• **課題一覧**
(1) 野口みずきの記事に基づき、次の問いに答えてください。
(a) 北京五輪の練習中に故障したのは体のどの部分ですか。
(b) 取材に対して、自分で何をかけてしまったと述べていますか。
(c) もし怪我をせずに北京五輪で走っていたら、どのような成績だったかもしれないと述べていますか。
(2) 野口みずきの記事のうち、「2大会連続で出場を決めた20」から「と晴れやかな笑みを浮かべる。」までの部分を、「左脚」を「右脚」に入れ替えて書き直してください。
(3) 野口みずきの記事を、示された最後の文の後から書き継いでください。

• **提示文章**
***
「私はとにかく運がいい」 ハローワーク通いも経験した野口みずきの超ポジティブ思考
出場辞退を余儀なくされた北京五輪の経験も「当時の私には必要な時だった」
2大会連続で出場を決めた2008年の北京五輪では、練習中に左脚を故障し、レース5日前に出場辞退を決めた。「さすがに辞めたいって思うくらい、気持ちがネガティブにいきがちでした」と振り返るが、次の瞬間、「ま、これも本当にポジティブ思考なんですけど、あの経験もあった方がよかったのかな、と思います」とカラッと晴れやかな笑みを浮かべる。
「北京で走れなくなったのも、自分で自分をディフェンディングチャンピオンだって煽ってしまい、与えられた練習以上のことを影でやったり、やらなくてもいいことをしていたことが原因でもあるんです。あと、精神的にもイライラしたり、ツンツン尖っていた感じがあって、取材も結構あったんですけど『ちょっとやめてください』って、自分でフィルターをかけてしまったり。天狗ではないですけど、あまり良くない方向に行っていたんですね。そういうことも全部ひっくるめて、当時の自分は良くなかった。だから、もし怪我をしていなくて北京五輪で走っていても、メチャクチャ悪い成績だったかもしれないって思うんです。当時の私には必要な時だったと思うようにしています」
***
保存済みの記録:
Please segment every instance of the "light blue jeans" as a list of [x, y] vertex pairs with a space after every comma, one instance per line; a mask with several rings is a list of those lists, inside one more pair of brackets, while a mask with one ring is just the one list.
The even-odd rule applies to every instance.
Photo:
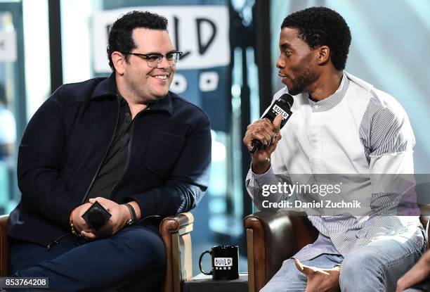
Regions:
[[[397, 280], [418, 261], [424, 249], [405, 237], [389, 236], [372, 241], [344, 258], [323, 254], [302, 263], [322, 269], [331, 269], [341, 263], [339, 284], [342, 292], [394, 291]], [[306, 287], [306, 276], [290, 258], [284, 261], [261, 291], [304, 292]]]

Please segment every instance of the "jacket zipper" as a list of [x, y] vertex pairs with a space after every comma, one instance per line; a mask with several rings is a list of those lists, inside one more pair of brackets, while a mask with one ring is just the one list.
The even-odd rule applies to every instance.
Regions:
[[118, 128], [118, 120], [119, 120], [119, 110], [121, 110], [121, 106], [119, 104], [119, 99], [117, 99], [117, 100], [118, 100], [118, 113], [117, 114], [117, 120], [115, 122], [115, 129], [114, 130], [113, 134], [112, 135], [112, 138], [110, 139], [110, 143], [109, 143], [109, 147], [107, 147], [107, 148], [106, 149], [106, 152], [105, 152], [103, 158], [101, 160], [101, 162], [98, 165], [98, 167], [97, 167], [97, 170], [96, 171], [96, 173], [94, 174], [94, 177], [93, 177], [93, 179], [91, 180], [91, 183], [88, 187], [88, 189], [86, 190], [86, 193], [85, 193], [85, 196], [84, 196], [84, 198], [82, 198], [82, 201], [81, 201], [81, 204], [84, 203], [85, 201], [86, 201], [86, 198], [88, 197], [89, 191], [91, 189], [91, 186], [93, 186], [93, 184], [94, 184], [94, 181], [96, 180], [96, 177], [97, 177], [97, 174], [98, 174], [98, 172], [100, 171], [100, 169], [101, 168], [101, 166], [103, 164], [103, 161], [105, 161], [105, 159], [106, 158], [107, 152], [109, 152], [109, 149], [110, 148], [110, 146], [112, 146], [112, 144], [113, 143], [114, 138], [115, 137], [115, 134], [117, 133], [117, 130], [118, 129], [117, 129]]
[[[97, 177], [97, 174], [98, 174], [98, 172], [100, 171], [100, 168], [101, 167], [102, 164], [103, 163], [103, 161], [105, 161], [105, 158], [106, 158], [106, 155], [107, 155], [107, 152], [109, 151], [109, 148], [110, 148], [110, 146], [112, 146], [112, 144], [113, 142], [113, 139], [115, 137], [115, 133], [117, 132], [117, 128], [118, 127], [118, 120], [119, 119], [119, 110], [121, 110], [121, 107], [119, 106], [119, 99], [118, 99], [118, 113], [117, 114], [117, 120], [115, 122], [115, 129], [114, 130], [113, 134], [112, 135], [112, 138], [110, 139], [110, 143], [109, 144], [109, 147], [107, 147], [107, 149], [106, 150], [106, 152], [105, 153], [105, 155], [103, 155], [103, 158], [102, 159], [101, 162], [100, 163], [100, 164], [98, 165], [98, 167], [97, 168], [97, 170], [96, 171], [96, 174], [94, 174], [94, 177], [93, 177], [93, 179], [91, 180], [91, 182], [89, 185], [89, 186], [88, 187], [88, 189], [86, 190], [86, 192], [85, 193], [85, 196], [84, 196], [84, 198], [82, 198], [82, 201], [81, 201], [81, 205], [83, 204], [84, 203], [85, 203], [85, 201], [86, 201], [86, 197], [88, 196], [88, 194], [90, 191], [90, 190], [91, 189], [91, 186], [93, 186], [93, 184], [94, 184], [94, 181], [96, 180], [96, 177]], [[47, 249], [50, 249], [53, 246], [58, 243], [58, 241], [61, 239], [63, 239], [64, 237], [67, 236], [67, 235], [69, 235], [68, 234], [63, 234], [60, 236], [57, 237], [56, 239], [55, 239], [53, 241], [52, 241], [51, 242], [50, 242], [49, 243], [48, 243], [46, 245], [46, 248]]]
[[[146, 108], [143, 110], [141, 111], [137, 115], [136, 115], [136, 117], [134, 117], [134, 120], [136, 120], [136, 119], [137, 119], [137, 118], [141, 115], [141, 113], [143, 113], [144, 111], [149, 110], [150, 110], [150, 108]], [[127, 146], [127, 161], [126, 162], [126, 165], [125, 165], [125, 167], [124, 167], [124, 170], [122, 171], [122, 173], [121, 174], [121, 177], [119, 177], [119, 179], [118, 179], [117, 182], [115, 183], [115, 185], [112, 189], [112, 191], [110, 191], [110, 193], [109, 195], [110, 198], [112, 198], [112, 196], [114, 193], [115, 189], [118, 186], [118, 184], [119, 184], [119, 182], [124, 178], [124, 176], [126, 172], [127, 171], [127, 168], [129, 167], [129, 162], [130, 161], [130, 151], [131, 150], [131, 142], [133, 141], [133, 129], [134, 129], [134, 122], [133, 122], [133, 125], [131, 125], [131, 129], [130, 129], [130, 140], [129, 141], [129, 146]]]

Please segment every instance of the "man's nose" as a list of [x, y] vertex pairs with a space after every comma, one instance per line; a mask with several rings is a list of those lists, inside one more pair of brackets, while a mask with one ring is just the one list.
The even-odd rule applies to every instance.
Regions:
[[276, 61], [276, 68], [280, 68], [280, 69], [285, 68], [285, 62], [282, 59], [280, 56], [279, 56], [279, 58], [278, 58], [278, 61]]
[[169, 65], [169, 62], [167, 62], [167, 58], [165, 56], [162, 57], [162, 61], [157, 65], [157, 68], [169, 68], [170, 65]]

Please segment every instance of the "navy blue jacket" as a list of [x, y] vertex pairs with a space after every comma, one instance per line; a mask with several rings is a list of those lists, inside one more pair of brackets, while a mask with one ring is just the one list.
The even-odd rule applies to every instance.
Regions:
[[[69, 216], [87, 192], [119, 115], [115, 74], [60, 87], [30, 120], [19, 147], [21, 201], [8, 235], [48, 246], [70, 232]], [[142, 217], [195, 207], [207, 189], [211, 132], [197, 106], [169, 94], [134, 119], [129, 155], [112, 193], [136, 201]]]

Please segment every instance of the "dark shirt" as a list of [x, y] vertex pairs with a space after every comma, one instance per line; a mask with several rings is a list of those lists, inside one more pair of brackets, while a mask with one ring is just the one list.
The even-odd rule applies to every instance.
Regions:
[[119, 113], [112, 144], [106, 153], [88, 198], [110, 198], [112, 191], [121, 179], [127, 163], [130, 129], [133, 125], [131, 112], [127, 101], [119, 94]]

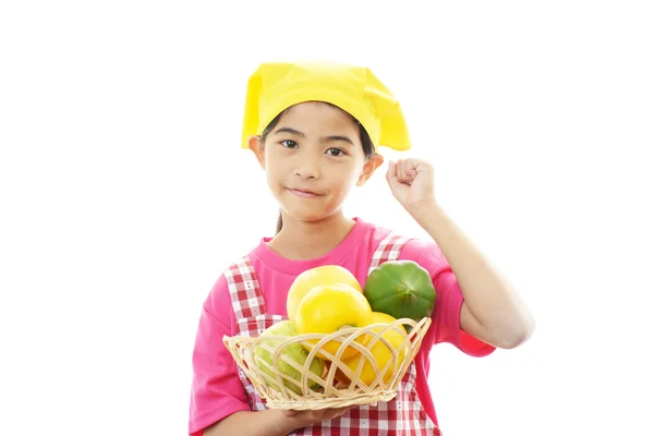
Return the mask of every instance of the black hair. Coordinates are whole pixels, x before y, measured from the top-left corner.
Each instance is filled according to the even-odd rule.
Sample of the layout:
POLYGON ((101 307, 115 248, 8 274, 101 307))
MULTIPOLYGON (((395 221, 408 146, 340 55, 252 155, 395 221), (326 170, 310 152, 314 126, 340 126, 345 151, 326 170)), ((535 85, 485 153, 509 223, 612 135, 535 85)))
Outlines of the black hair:
MULTIPOLYGON (((327 102, 327 101, 320 101, 320 102, 331 106, 336 109, 342 110, 338 106, 332 105, 330 102, 327 102)), ((262 143, 264 143, 266 141, 266 136, 268 136, 268 133, 270 133, 270 131, 272 129, 275 129, 275 126, 279 123, 279 120, 281 119, 281 117, 288 110, 289 110, 288 108, 282 110, 277 117, 275 117, 272 119, 272 121, 270 121, 268 123, 268 125, 266 125, 266 129, 264 129, 264 132, 262 133, 262 137, 261 137, 262 143)), ((343 112, 346 112, 346 111, 343 111, 343 112)), ((352 117, 352 114, 350 114, 349 112, 346 112, 346 113, 348 113, 350 117, 352 117)), ((373 140, 371 138, 371 135, 368 135, 368 133, 365 130, 365 128, 363 126, 363 124, 361 124, 361 122, 359 122, 358 119, 352 117, 352 120, 356 123, 356 125, 359 125, 359 138, 361 140, 361 145, 363 147, 363 154, 365 155, 365 158, 368 159, 375 155, 375 145, 373 144, 373 140)), ((283 226, 283 222, 281 219, 281 210, 279 210, 279 216, 277 217, 277 229, 276 229, 275 233, 279 233, 281 231, 282 226, 283 226)))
***
• **本課題の解答**
(1)
(a) 左脚
(b) フィルター
(c) メチャクチャ悪い成績

(2)
2大会連続で出場を決めた2008年の北京五輪では、練習中に右脚を故障し、レース5日前に出場辞退を決めた。「さすがに辞めたいって思うくらい、気持ちがネガティブにいきがちでした」と振り返るが、次の瞬間、「ま、これも本当にポジティブ思考なんですけど、あの経験もあった方がよかったのかな、と思います」とカラッと晴れやかな笑みを浮かべる。

(3)
また、この時の経験がなければ、2016年まで長く現役生活を続けることはなかったかもしれないとも言う。
「もし2008年、いい成績で北京五輪を終えていたら、長く現役を続けていなかったかもしれません。実業団に入った当初に掲げた『ボロボロになるまで走りきる』という目標から、全然かけ離れた結果になっていたかも。もちろん『タラレバ』の話になってしまいますが」
場合によっては心の傷になりかねない出来事を、少しだけ見る角度を変えてポジティブに捉えることで、さらなる成長の糧とする。チームハローワーク時代に身につけた思考の転換=ポジティブ思考があったからこそ、現役生活を完全燃焼で終えることができたのかもしれない。
延期された東京五輪。世界ではまだまだ新型コロナウイルスが猛威を振るっている。しかし、昨年9月のリモート取材で、開催が実現した時には「世界が一つになれるかなって思うんです」と思いを馳せていた。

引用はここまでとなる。